=== JOB ===
Can you copy each of the entries below word for word, leaving the pictures out of your answer?

(Pointing dataset entries)
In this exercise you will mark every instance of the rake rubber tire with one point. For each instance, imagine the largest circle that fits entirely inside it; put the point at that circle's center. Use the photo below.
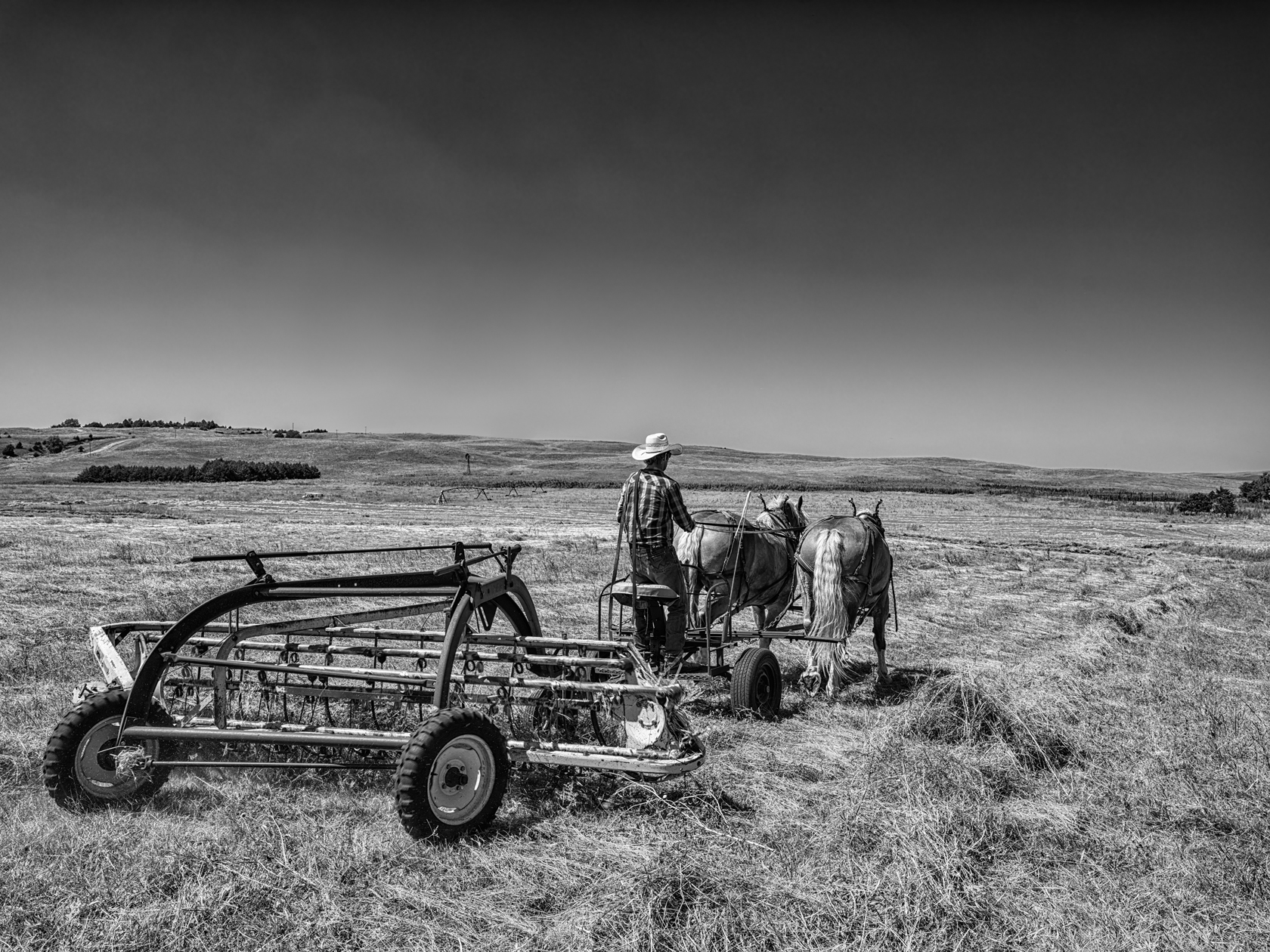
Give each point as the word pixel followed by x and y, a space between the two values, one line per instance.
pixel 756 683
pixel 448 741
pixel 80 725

=== SOLUTION TO THE EXERCISE ===
In this exercise you will mark every instance of the rake rubber tire with one point. For each instance, imagine the largest circle that fits entirely inside it; put the point at that circle's center. Use the photo below.
Give each point as the word pixel followed by x and y, a space between the two values, one line per instance.
pixel 756 683
pixel 448 741
pixel 80 725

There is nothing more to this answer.